---------- READING TEXT
Mike, (a) the Red Sox will have to win all of their last 3 games to end up with 110. Possible, of course, but I don’t think we can say they “are going to.” And (b) I can’t figure out who you’re talking about regarding the team with 20 fewer wins, 3rd in their own division. Tampa fits that description, but of course they’re nowhere near making the playoffs. Cleveland also has about 20 fewer wins, but they’re 1st in their division. Pls. clarify?
Phil, I could have been a lot clearer. I was comparing across leagues and looking to the World Series. There’s one open WC spot in the NL, and it will be either be St. Louis (currently with 87 wins) or the loser of Colorado/LA (89 and 88 wins respectively. That team then wins a one game playoff, and essentially has parity (excepting home field) with the 107+ win Red Sox.
Thanks, Mike. I get it now. 😉
Both the Brewers and Cubs have clinched the postseason after Milwaukee defeated St Louis tonight.
Doom,
I imagine you’re touting the Marlins cast-off in LF for M V P ? QUITE, the late-season surge !
Well… I mean… I AM a Brewers fan! For the record, the last time the Brewers made the postseason (2011), they also had the MVP in Ryan Braun. They’ve had players with strong arguments many years since (Braun again in ’12, Carlos Gomez in ’13, and Jonathan Lucroy in ’14), but they haven’t had that perfect alchemy of individual and team success. I think this is the year for it, though I really wouldn’t blame someone for putting a pitcher (DeGrom or Scherzer) first on their ballot. Still, if the Brewers win the division, he’ll win the MVP; if he ends up the NL’s only .300/.400/.500 guy (he’s the only player with any kind of a chance), he’ll win the award; if he manages a 3-HR, 6-RBI game and wins the Triple Crown, he’ll win it. Frankly, if NONE of that happens, he’s probably going to win. The biggest impediment to him winning would be if Javy Baez goes absolutely nuts against the Cardinals and the Cubbies lock up the division. Outside of that, I expect Yelich to be the favorite, but a great series by Baez with seeding for the playoffs on the line could be enough to push him into the lead.
One other thing of note, Paul. You mentioned LF. Yelich has actually played more innings (and games, actually) away from LF than in it (593 1/3 in LF; 641 in CF+RF). However, LF has been his primary position. The Brewers are trying this weird thing this year, which is this: having the best defense in the NL (they’re like 5th in infield defense and best in OF defense) while basically playing whoever, wherever. Their primary SS (Orlando Arcia) is the only bad-hitting starter on the team. Eric Thames, Lorenzo Cain, Keon Broxton, Ryan Braun, Curtis Granderson, and Yelich are all good enough to start in the outfield for most NL teams. The infield is ludircrously overstuffed with Arcia (following Tyler Saladino’s injury) and Aguilar entrenched at short and third, but Mike Moustakas, Travis Shaw, and Jonathan Schoop all players splitting 2B and 3B, with no true 2B on the roster. (Aguilar does get the occasional day off so that one of those outfield bats, like Braun or Thames, can get in at 1B). It’s a weird, weird, weird mix, but it seems to be working. I LOVED the 2008 Brewers; I think I loved the 2011 version even more. But I’m not sure I’ve ever had as much affection for a Brewers team as I do for the one. And Yelich is in the driver’s seat. So yeah… I think it’s safe to say I’m touting him for MVP!
--------------------
• **OBJECTIVE**
Can you write the next part of the baseball comment thread about Yelich and the MVP race, picking up after its last comment? The lines that come next are separate material, unrelated to the baseball comment thread.
---------- DATASET SECTION
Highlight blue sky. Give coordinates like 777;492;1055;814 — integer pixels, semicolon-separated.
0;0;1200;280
--------------------
• **TASK ANSWER**
Doom,
FWIW,
Yelich .346/.480/.728 7 HR 28 RBI 23 games since 9/1/18
J. Baez .281/.326/.506 5 HR 13 RBI 23 games since 9/1/18
Yelich . 317/.379/.558 26 HR 76 RBI 120 games thru 8/31/18
J. Baez . 295/.328/.572 29 HR 98 RBI 131 games thru 8/31/18
I have to think they will finish 1st and 2nd, either way, unless Freddy Freeman gets more votes than I am anticipating. Yelich leads the NL in runs created; Baez plays the more important defensive position (2b OR SS)
Yelich and Tommy Pham this year have (so far) increased to 115 the number of Sep/Oct seasons (min. 75 PA) since 1908 with 1.200 OPS.
Tommy Pham has been on fire since joining the Rays……
Perhaps the Cards would not be watching the playoffs on TV this year if they had retained him?
Last year, Pham became the first Cardinal to bat .300 with 20 doubles, 20 HR and 20 stolen bases (Lou Brock hit .299 in his only season with the other three).
Jacob deGrom made it to 10 wins.
9.8 pWAR
His meaty bat work puts him over 10 total WAR
0.5 oWAR
.164 / .211 / .179 / .390
And 24 straight quality starts, longest streak within a season in the live ball era.
Yelich update, with the game still in progress. Still, this is how great baseball can be…
1. Cubs win today. Things do not look good for Milwaukee, down a game-and-a-half. They basically need a sweep now.
2. Brewers have a dreadful top of one. Tigers don’t hit a single ball in the air – no flies, no liners. Yet, they manage five consecutive seeing-eye hits (except one nubber off the end of the bat). Brewers down 3-0. Things are looking worse.
3. Bottom of 1. LoCain comes up. Nice seeing-eye single. This one’s not cheap, like the Tigers’ singles (he said, somewhat objectively… but there’s probably some “fan vision” going on there). Feeling mildly better, but trying to be rational.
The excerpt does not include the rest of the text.